◆ **PAGE**
════════════════
Breaking change is when a portable runner (e.g. UW) running on a newer
version, starts to add an extension to WindowedValue which the old SDK
hasn't expected. Old SDK only expects FIRST, ONE_INDEX or TWO_INDICES,
without an extension bit.

Radek

On Fri, Apr 25, 2025 at 4:33 PM Kenneth Knowles <k...@apache.org> wrote:

> I love using one WITH_EXTENSIONS bit and then adding a proto. Especially
> for full WindowedValue where there is already ~10-12 bytes overhead, it
> doesn't make sense to create our own extensible encoding protocol.
>
>  - I think we can actually do this without a breaking change, too. Which
> part were you thinking would be a breaking change?
>  - Regarding "being a pain" to change, I think adding fields to
> WindowedValue and adding fields to the extension *should* be about the same
> code difficulty. In both cases the new fields must be optional and have
> nulls or defaults. Putting it in a new object makes sense, though, since
> it'll be encoded separately with proto, which is way easier and more robust.
════════════════
◆ **INFORMATION SUPPLIED**
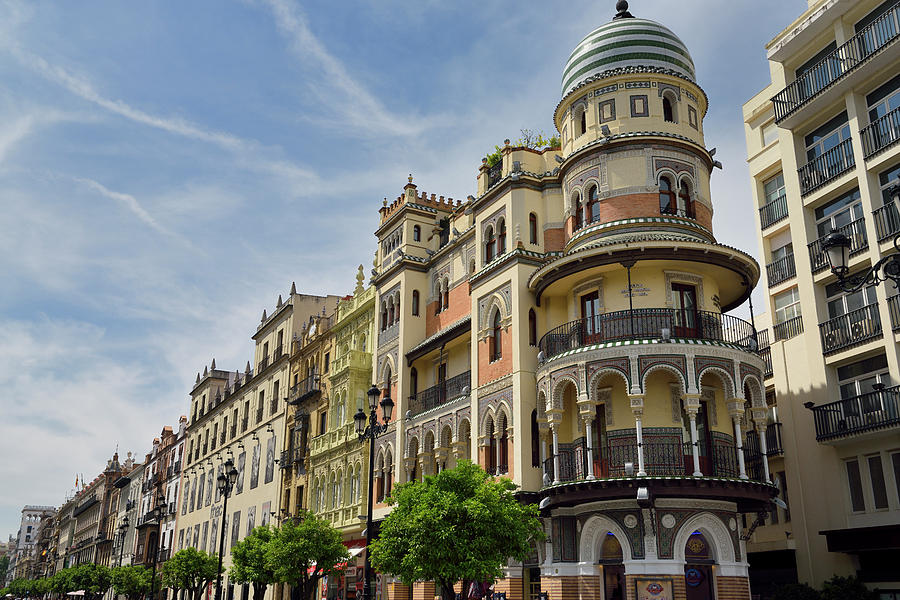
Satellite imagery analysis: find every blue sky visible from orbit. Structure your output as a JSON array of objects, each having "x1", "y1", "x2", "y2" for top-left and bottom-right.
[{"x1": 0, "y1": 0, "x2": 806, "y2": 536}]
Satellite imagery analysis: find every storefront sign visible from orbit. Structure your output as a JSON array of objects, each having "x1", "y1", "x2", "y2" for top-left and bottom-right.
[{"x1": 634, "y1": 577, "x2": 674, "y2": 600}]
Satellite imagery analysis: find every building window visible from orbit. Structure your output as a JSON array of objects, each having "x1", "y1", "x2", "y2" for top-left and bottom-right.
[
  {"x1": 659, "y1": 177, "x2": 676, "y2": 215},
  {"x1": 844, "y1": 459, "x2": 866, "y2": 512},
  {"x1": 774, "y1": 287, "x2": 800, "y2": 325},
  {"x1": 491, "y1": 310, "x2": 503, "y2": 362},
  {"x1": 484, "y1": 227, "x2": 496, "y2": 263},
  {"x1": 528, "y1": 308, "x2": 537, "y2": 346}
]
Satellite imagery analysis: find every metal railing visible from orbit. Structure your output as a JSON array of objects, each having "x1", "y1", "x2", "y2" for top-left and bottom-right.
[
  {"x1": 872, "y1": 204, "x2": 900, "y2": 242},
  {"x1": 759, "y1": 194, "x2": 787, "y2": 229},
  {"x1": 538, "y1": 308, "x2": 757, "y2": 360},
  {"x1": 859, "y1": 108, "x2": 900, "y2": 160},
  {"x1": 772, "y1": 4, "x2": 900, "y2": 122},
  {"x1": 812, "y1": 386, "x2": 900, "y2": 442},
  {"x1": 772, "y1": 315, "x2": 803, "y2": 342},
  {"x1": 808, "y1": 217, "x2": 869, "y2": 273},
  {"x1": 766, "y1": 254, "x2": 797, "y2": 287},
  {"x1": 797, "y1": 138, "x2": 856, "y2": 196},
  {"x1": 819, "y1": 303, "x2": 881, "y2": 354},
  {"x1": 409, "y1": 371, "x2": 472, "y2": 416}
]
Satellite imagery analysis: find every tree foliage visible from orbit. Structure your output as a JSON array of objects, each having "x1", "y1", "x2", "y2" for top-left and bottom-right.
[
  {"x1": 266, "y1": 512, "x2": 350, "y2": 600},
  {"x1": 228, "y1": 525, "x2": 276, "y2": 600},
  {"x1": 162, "y1": 548, "x2": 220, "y2": 600},
  {"x1": 372, "y1": 461, "x2": 544, "y2": 600},
  {"x1": 112, "y1": 565, "x2": 161, "y2": 600}
]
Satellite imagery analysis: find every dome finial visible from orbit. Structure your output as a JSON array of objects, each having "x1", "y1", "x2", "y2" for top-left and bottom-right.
[{"x1": 613, "y1": 0, "x2": 634, "y2": 21}]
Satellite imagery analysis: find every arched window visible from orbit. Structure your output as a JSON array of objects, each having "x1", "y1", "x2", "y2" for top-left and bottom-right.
[
  {"x1": 659, "y1": 177, "x2": 675, "y2": 215},
  {"x1": 585, "y1": 185, "x2": 600, "y2": 223},
  {"x1": 575, "y1": 194, "x2": 584, "y2": 230},
  {"x1": 484, "y1": 227, "x2": 495, "y2": 263},
  {"x1": 491, "y1": 310, "x2": 503, "y2": 362},
  {"x1": 528, "y1": 308, "x2": 537, "y2": 346},
  {"x1": 663, "y1": 96, "x2": 675, "y2": 123},
  {"x1": 678, "y1": 179, "x2": 696, "y2": 219}
]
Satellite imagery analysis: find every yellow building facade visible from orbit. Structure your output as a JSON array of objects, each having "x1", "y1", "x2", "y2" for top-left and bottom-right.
[{"x1": 743, "y1": 0, "x2": 900, "y2": 597}]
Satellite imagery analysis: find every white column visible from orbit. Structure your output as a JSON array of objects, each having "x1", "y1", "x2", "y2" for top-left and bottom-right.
[
  {"x1": 731, "y1": 416, "x2": 747, "y2": 479},
  {"x1": 688, "y1": 412, "x2": 703, "y2": 477},
  {"x1": 634, "y1": 414, "x2": 647, "y2": 477},
  {"x1": 584, "y1": 419, "x2": 595, "y2": 479},
  {"x1": 550, "y1": 427, "x2": 559, "y2": 483}
]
════════════════
◆ **WHAT TO PRODUCE**
Please reproduce the stretch of the WindowedValue thread above from "On Fri, Apr" through "and more robust.", word for word.

◆ **TASK ANSWER**
On Fri, Apr 25, 2025 at 4:33 PM Kenneth Knowles <k...@apache.org> wrote:

> I love using one WITH_EXTENSIONS bit and then adding a proto. Especially
> for full WindowedValue where there is already ~10-12 bytes overhead, it
> doesn't make sense to create our own extensible encoding protocol.
>
>  - I think we can actually do this without a breaking change, too. Which
> part were you thinking would be a breaking change?
>  - Regarding "being a pain" to change, I think adding fields to
> WindowedValue and adding fields to the extension *should* be about the same
> code difficulty. In both cases the new fields must be optional and have
> nulls or defaults. Putting it in a new object makes sense, though, since
> it'll be encoded separately with proto, which is way easier and more robust.